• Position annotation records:
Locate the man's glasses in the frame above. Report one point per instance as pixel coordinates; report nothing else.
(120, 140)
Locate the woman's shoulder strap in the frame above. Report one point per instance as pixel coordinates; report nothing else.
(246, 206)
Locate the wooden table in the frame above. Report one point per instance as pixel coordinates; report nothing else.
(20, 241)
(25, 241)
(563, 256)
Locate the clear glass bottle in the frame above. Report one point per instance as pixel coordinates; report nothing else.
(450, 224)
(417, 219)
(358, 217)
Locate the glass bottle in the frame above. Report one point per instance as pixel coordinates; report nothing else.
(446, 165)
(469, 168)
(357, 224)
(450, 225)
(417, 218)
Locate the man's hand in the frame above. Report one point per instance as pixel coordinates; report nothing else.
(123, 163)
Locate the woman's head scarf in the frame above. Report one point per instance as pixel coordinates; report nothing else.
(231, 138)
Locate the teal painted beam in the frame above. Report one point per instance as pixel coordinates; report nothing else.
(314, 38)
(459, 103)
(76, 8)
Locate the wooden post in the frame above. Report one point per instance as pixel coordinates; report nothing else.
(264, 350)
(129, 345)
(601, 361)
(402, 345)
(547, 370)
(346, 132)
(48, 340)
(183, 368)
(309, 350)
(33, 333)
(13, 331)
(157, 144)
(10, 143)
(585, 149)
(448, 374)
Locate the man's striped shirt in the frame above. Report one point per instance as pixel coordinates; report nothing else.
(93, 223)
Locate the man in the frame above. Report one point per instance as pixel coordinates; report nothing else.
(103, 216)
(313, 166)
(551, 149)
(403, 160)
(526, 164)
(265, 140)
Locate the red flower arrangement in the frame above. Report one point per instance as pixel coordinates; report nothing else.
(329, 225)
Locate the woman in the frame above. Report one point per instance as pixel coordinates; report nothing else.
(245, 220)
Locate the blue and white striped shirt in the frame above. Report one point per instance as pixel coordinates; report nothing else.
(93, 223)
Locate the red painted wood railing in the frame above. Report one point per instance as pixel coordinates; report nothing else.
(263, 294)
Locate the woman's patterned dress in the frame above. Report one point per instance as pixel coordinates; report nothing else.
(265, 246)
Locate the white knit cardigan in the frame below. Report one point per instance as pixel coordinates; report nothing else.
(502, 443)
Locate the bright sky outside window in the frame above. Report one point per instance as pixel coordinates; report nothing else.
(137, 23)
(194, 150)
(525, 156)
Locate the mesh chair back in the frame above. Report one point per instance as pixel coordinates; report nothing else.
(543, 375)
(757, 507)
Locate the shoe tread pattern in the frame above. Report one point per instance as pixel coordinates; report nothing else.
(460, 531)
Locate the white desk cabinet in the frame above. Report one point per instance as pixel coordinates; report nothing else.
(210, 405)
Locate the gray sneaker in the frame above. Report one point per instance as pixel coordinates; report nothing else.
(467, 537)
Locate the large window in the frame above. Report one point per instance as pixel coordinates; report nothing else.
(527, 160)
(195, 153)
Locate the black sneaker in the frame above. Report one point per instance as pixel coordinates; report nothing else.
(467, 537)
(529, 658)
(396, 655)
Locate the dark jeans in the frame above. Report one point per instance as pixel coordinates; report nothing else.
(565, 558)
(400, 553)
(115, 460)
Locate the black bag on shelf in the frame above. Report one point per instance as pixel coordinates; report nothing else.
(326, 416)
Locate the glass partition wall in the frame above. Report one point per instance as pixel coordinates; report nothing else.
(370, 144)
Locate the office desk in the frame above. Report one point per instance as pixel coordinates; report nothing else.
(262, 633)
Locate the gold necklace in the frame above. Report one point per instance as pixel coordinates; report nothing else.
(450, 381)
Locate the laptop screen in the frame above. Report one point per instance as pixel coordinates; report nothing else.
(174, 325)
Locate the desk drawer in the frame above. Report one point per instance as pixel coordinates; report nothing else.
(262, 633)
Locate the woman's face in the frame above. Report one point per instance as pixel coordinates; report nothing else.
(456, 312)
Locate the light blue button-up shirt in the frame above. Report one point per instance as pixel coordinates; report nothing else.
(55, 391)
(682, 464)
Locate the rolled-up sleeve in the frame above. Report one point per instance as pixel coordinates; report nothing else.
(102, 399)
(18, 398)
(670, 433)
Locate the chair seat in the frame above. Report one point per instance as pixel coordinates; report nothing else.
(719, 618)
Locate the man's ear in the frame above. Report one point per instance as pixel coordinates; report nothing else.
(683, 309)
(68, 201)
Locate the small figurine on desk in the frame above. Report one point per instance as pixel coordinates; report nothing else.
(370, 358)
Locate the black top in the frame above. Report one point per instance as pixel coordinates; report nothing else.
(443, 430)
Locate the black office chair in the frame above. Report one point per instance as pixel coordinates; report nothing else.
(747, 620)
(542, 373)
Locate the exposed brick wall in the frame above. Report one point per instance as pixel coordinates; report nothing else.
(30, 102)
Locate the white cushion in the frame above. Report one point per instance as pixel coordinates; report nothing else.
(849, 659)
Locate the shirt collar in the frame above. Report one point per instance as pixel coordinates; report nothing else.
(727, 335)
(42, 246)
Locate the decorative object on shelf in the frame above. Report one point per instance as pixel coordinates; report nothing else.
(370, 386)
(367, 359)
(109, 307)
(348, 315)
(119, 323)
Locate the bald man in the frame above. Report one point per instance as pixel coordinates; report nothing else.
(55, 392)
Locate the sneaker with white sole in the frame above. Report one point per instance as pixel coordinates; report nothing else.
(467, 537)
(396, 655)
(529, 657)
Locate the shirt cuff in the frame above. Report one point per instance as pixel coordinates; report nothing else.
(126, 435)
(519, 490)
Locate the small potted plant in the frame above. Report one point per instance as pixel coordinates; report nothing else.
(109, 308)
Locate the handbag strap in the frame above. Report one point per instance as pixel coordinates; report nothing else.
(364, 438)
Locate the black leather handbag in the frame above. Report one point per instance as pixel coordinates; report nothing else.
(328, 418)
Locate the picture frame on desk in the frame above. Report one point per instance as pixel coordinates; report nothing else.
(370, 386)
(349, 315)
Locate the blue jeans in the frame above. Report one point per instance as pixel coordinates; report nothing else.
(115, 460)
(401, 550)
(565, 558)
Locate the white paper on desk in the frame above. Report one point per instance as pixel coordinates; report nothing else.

• Objective:
Your task is to repeat every entry exactly.

• Solution:
Locate the man's glasses in the frame above. Report one point per instance as pixel coordinates; report nothing else.
(120, 140)
Locate the woman's shoulder strap in the frame above. Report one point per instance as pixel coordinates; report nothing else.
(246, 206)
Locate the wooden table in the frame above. Report one point per instance as pixel coordinates; report nothing else.
(20, 241)
(25, 241)
(563, 256)
Locate the clear glass bottle in the frame above. Report one point per instance as pixel coordinates; report nothing else.
(450, 224)
(417, 219)
(358, 217)
Locate the glass bottle in the frame above. Report one point per instance as pixel coordinates; report nothing else.
(446, 165)
(469, 168)
(357, 224)
(450, 225)
(417, 218)
Locate the man's hand in the frame above. Report one point per instance as pixel coordinates; report nothing else.
(123, 163)
Locate the woman's head scarf in the frame above. Report one point per instance as pixel coordinates; report nothing else.
(231, 138)
Locate the teal painted beam in the frame above. Report one point per instance as pixel coordinates; report nothing else.
(314, 38)
(459, 103)
(76, 8)
Locate the wooden post in the frame above. Report one point per instance as pixel coordinates; report nothing else.
(264, 350)
(129, 345)
(601, 361)
(402, 345)
(547, 370)
(346, 132)
(48, 340)
(183, 368)
(309, 350)
(33, 333)
(13, 331)
(157, 144)
(10, 143)
(585, 149)
(448, 374)
Locate the man's striped shirt in the frame above. Report one point per instance as pixel coordinates; report nothing else.
(93, 223)
Locate the man in the frame above. Report one point per instance as pixel coordinates; report nothing else.
(103, 216)
(313, 166)
(551, 149)
(403, 160)
(526, 164)
(265, 140)
Locate the red flower arrangement in the frame above. Report one point per instance as pixel coordinates; report nothing else.
(329, 225)
Locate the woman in the frame above. Report one point per instance as pixel coordinates; report nothing else.
(245, 220)
Locate the blue and white striped shirt in the frame above. Report one point per instance as pixel coordinates; report nothing else.
(93, 223)
Locate the red painted wood railing in the frame above. Report one point per instance as pixel coordinates; report nothing else.
(263, 294)
Locate the woman's patterned dress in the frame above. Report one point per instance as pixel coordinates; report nothing else.
(265, 246)
Locate the white knit cardigan in the frame below. Report one point per instance as pixel coordinates; report nothing else.
(502, 443)
Locate the bright sky outside window in the frame above. Report one point per instance as pixel coordinates; report nothing else.
(137, 23)
(194, 150)
(525, 156)
Locate the mesh chair back in the frame above. Report one point per instance as pixel coordinates; report nothing else.
(543, 375)
(757, 507)
Locate the shoe tread pattern in the frame above. Report one point per instance as pixel coordinates; report nothing else.
(460, 531)
Locate the white desk cabinet in the frame above. Report one point per instance as pixel coordinates; report nothing else.
(210, 405)
Locate the gray sneaker in the frame above. Report one point per instance as pixel coordinates; report nothing else.
(467, 537)
Locate the large window in the frame above. Report one point per instance as pixel coordinates; report nothing else.
(527, 160)
(195, 153)
Locate the black sneaker in the frame above. Report one point per instance as pixel coordinates; report nothing else.
(467, 537)
(529, 658)
(396, 655)
Locate the dark jeans in the frame above. Report one point per instance as pixel coordinates; report nothing else.
(565, 558)
(400, 553)
(115, 460)
Locate the black bag on shelf in the frame above. Report one point per instance as pixel coordinates; report nothing else.
(326, 416)
Locate the glass partition wall in the frame above. Report one point per instance as pixel coordinates; report nothing else.
(370, 144)
Locate the office desk in the frame above. Report one point per instance as pixel coordinates; report nothing else.
(262, 633)
Locate the gold necklace in the frame above. Report one point per instance as pixel coordinates; report nothing else.
(450, 381)
Locate the laptop screen in the frame above. Report one point per instance as pixel coordinates; report nothing else.
(174, 325)
Locate the desk drawer in the frame above. Report one point per instance as pixel coordinates; report nothing else.
(262, 633)
Locate the woman's face in the frame above. Report one point per instance as pixel coordinates; report nothing else.
(456, 312)
Locate the light blue button-up shirt in the frame above. Report one point per instance as pixel coordinates; report nothing else.
(55, 391)
(682, 464)
Locate the rolled-up sleeve in the frame above. Report one point per instance as pixel coordinates; report nothing else.
(102, 399)
(18, 398)
(670, 433)
Locate the chair seat in the frame above. Report one point per instance as pixel coordinates; report nothing else.
(719, 618)
Locate the man's ear in the frame above. Report one point per instance as pixel coordinates; report nothing else.
(683, 309)
(68, 201)
Locate the small figurine on desk in the frame above. Report one point per instance as pixel coordinates; report nothing else.
(370, 358)
Locate the black top in the frame above. Report one point per instance as pixel coordinates; report nothing else.
(443, 430)
Locate the black office chair in the frame above. Report one point per instance as pixel coordinates; report nothing else.
(747, 620)
(542, 373)
Locate the exposed brick wall in the frame above. Report one point per instance as pixel coordinates; report nothing else.
(30, 102)
Locate the white cushion in the frame above. Report one point per instance as pixel coordinates; report nothing else.
(849, 659)
Locate the shirt collar in the frame above. Report one point per instance as pixel coordinates; report nothing else.
(727, 335)
(42, 246)
Locate the decorative object on shelf in the frame above. Report one point per instance as pixel coordinates; report nothing else.
(370, 386)
(367, 359)
(109, 307)
(348, 315)
(119, 323)
Locate the bald man in the frame above. Report one point per instance as pixel coordinates; report nothing else.
(55, 392)
Locate the sneaker with white sole in the frame above. Report one point per instance as pixel coordinates; report nothing else.
(467, 537)
(396, 655)
(529, 657)
Locate the shirt cuff in the frame above. Report one point per instance as pixel coordinates; report nothing else.
(126, 435)
(519, 490)
Locate the small potted plant in the frame above. Report one point per instance as pixel coordinates; report nothing else.
(109, 308)
Locate the handbag strap in the frame above. Report one point per instance as pixel coordinates; report nothing else.
(364, 438)
Locate the black leather handbag in the frame above. Report one point per instance as pixel coordinates; report nothing else.
(328, 418)
Locate the picture frame on desk in the frame above. Report one point per instance as pixel coordinates; report nothing else.
(370, 386)
(349, 315)
Locate the blue jeans in the frame above. Report one point per instance as pixel coordinates; report nothing else.
(115, 460)
(401, 550)
(565, 558)
Locate the white paper on desk in the frame above. Report one point per instance as pixel coordinates; report nothing else.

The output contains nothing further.